> **JOBS**:
- 1) In the passage on rogue access point detection, reproduce the text between "It can be seen" and "to the Internet.", inclusive, revising it so that "4G LTE" becomes "5G".
- 2) According to the passage on rogue access point detection, why do detection methods based on wired network traffic fail when a rogue AP connects to the Internet over 4G LTE? Answer in one to three sentences.
- 3) Continue the passage on rogue access point detection from the point at which it ends.

> **TEXT SHOWN**:
-- Begin --

Beyah et al. 10 found that a wireless link in a network path of multiple links would cause a more random and temporally different spreading of packets. On this basis, the characteristic of inter-packet spacing was used to detect unwanted wireless traffic on the switch port and decides whether there exists a rogue AP. Wei et al. 11 demonstrated that the inter-arrival time of TCP ACK pairs could effectively differentiate wired and wireless connections and designed two online algorithms to detect rogue APs. Both algorithms used sequential hypothesis test technique and took the inter-ACK times as the input. Burns et al. 12 considered the relay-based rogue AP attack, that is, relaying the traffic through a legitimate AP, and set up a remote server to detect rogue APs by analyzing the user–server and server–user traceroute results. Although a rogue AP could hide the existence of the legitimate AP by tampering the user–server traceroute results, it could not prevent the server discovering the rogue AP from the server–user traceroute results.
It can be seen that this category of detection methods utilizes the characteristics of the traffic in the wired network to perform rogue AP detection and have the advantages of easy data collection, high detection efficiency, and independence of the signal range of rogue APs. However, these methods can only apply to rogue APs that connect to the Internet through a wired network that can be controlled by the administrator and cannot work if rogue APs use 4G LTE networks to connect to the Internet.
Wireless-side detection
Wireless-side detection is another category of rogue AP detection technologies from the perspective of network administrators. It aims to capture wireless signals and extract some features to achieve rogue AP detection.

-- End --

> **INFORMATION PROVIDED**:
-- Begin --

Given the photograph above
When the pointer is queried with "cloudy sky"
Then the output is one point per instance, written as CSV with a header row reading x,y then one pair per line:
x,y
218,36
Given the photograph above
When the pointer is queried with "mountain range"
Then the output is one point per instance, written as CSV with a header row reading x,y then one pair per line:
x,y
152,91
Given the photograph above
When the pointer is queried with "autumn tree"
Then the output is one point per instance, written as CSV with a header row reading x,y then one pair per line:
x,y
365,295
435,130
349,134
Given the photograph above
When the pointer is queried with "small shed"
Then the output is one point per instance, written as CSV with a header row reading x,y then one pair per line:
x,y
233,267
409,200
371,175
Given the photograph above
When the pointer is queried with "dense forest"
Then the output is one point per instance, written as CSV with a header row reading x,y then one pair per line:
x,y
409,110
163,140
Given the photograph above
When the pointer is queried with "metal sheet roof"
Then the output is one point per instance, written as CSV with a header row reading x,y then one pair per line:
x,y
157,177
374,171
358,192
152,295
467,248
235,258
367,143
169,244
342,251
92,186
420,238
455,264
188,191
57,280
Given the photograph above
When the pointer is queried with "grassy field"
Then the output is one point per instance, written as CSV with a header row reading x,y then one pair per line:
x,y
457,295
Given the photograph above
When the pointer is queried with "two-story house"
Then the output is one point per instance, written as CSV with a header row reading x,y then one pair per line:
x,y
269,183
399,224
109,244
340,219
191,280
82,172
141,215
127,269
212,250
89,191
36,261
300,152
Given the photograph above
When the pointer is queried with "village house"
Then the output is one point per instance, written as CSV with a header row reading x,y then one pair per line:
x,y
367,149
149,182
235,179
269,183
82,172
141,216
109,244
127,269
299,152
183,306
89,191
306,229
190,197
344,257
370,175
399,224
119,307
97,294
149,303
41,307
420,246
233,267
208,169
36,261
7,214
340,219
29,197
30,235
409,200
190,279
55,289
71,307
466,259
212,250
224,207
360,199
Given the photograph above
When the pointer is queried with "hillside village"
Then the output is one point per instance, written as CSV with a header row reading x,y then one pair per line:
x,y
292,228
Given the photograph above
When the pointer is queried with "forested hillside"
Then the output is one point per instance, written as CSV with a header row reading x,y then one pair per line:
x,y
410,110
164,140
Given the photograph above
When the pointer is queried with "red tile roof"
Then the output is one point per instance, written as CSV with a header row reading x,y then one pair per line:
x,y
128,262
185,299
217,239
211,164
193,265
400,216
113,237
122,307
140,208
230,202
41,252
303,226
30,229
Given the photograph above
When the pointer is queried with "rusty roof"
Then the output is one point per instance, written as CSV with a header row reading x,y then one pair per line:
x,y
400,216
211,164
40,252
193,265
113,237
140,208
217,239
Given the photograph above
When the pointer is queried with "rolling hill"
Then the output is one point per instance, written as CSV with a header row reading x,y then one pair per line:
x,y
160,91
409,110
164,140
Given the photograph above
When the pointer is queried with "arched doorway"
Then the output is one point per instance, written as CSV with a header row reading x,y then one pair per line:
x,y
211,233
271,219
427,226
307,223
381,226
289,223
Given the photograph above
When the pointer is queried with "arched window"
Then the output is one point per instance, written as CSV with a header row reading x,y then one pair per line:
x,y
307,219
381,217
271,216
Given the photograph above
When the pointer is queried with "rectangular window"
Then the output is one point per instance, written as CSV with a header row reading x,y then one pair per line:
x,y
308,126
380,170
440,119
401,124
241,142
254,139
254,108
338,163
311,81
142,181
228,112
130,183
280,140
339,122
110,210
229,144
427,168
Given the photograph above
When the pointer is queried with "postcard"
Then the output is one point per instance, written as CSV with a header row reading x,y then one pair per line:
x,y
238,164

-- End --

> **TASK RESULTS**:
- 1)
It can be seen that this category of detection methods utilizes the characteristics of the traffic in the wired network to perform rogue AP detection and have the advantages of easy data collection, high detection efficiency, and independence of the signal range of rogue APs. However, these methods can only apply to rogue APs that connect to the Internet through a wired network that can be controlled by the administrator and cannot work if rogue APs use 5G networks to connect to the Internet.

- 2) These methods rely on traffic characteristics in the wired network. They can therefore apply only to rogue APs that reach the Internet through a wired network the administrator controls. A rogue AP that connects over 4G LTE bypasses that network, so the methods cannot work.

- 3)
Jana and Kasera 13 used the clock skew as AP’s fingerprint to detect rogue APs, and the clock skew was estimated using the time synchronization function (TSF) timestamps in the 802.11 beacon/probe response frames. Lanze et al. 14 considered the effect of temperature on clock skew and proposed a corresponding detection method. Jang et al. 15 developed a rogue AP detection mechanism that used the feature of channel interference. Guo and Chiueh 16 proposed a detection algorithm that leveraged the sequence number field in the link-layer header of IEEE 802.11 frame. In addition to these features, the RSS is the most commonly used location-dependent feature and has also attracted the attention of researchers. 26
Sheng et al. 17 discovered that the RSS values followed a mixture of multiple Gaussian distributions due to antenna diversity and then proposed an approach based on Gaussian mixture models, building RSS profiles for rogue AP detection. Chen et al. 18 used the spatial correlation of RSS and detected rogue APs by performing clustering analysis in RSS. Furthermore, Yang et al. 19 considered that multiple rogue APs were existing in the network and proposed the corresponding solutions. Alotaibi and Elleithy 20 also utilized RSS and proposed an approach based on the random forests ensemble method to detect rogue APs. Zhou et al. 21 proposed a crowdsensing-based approach to detect rogue APs without specialized hardware requirement. The authors designed a grid-based profiling method to build RSS profile with crowdsensing collections and presented a matching algorithm to detect abnormal samples based on the majority voting. Qu et al. 22 considered a rogue AP that was set up in moving vehicles and proposed a detection algorithm based on RSS. The algorithm used RSS to estimate the distance between the rogue AP and the detector and compared it to the distance calculated by the fake GPS location of the rogue AP.
As discussed above, the spatial correlation of RSS can be used to effectively detect a rogue AP that should be at a different location from the legitimate AP, and several RSS-based approaches have been proposed. However, few of them considers the missing RSS values that will significantly affect the effectiveness of rogue AP detection. Hence, in this article, we propose a novel RSS-based approach for PRAPD, reducing the effect of missing RSS values on detection performance as much as possible.
Rogue AP attack
To demonstrate the efficacy of the proposed approach for rogue AP detection, we present the description of the rogue AP attack and related assumptions as follows.
The adversary can use an off-the-shelf device to impersonate a legitimate AP, such as an OpenWrt wireless router or a Linux laptop running the hostapd software. In this article, we assume that the rogue AP attack can be implemented by an adversary with the capability to mimic the configurations of the legitimate WLAN. Specifically, the SSID, BSSID (an identifier that uniquely identifies an access point, and corresponds to the MAC address of the access point), and other configurations of a rogue AP should be exactly the same as the corresponding legitimate AP.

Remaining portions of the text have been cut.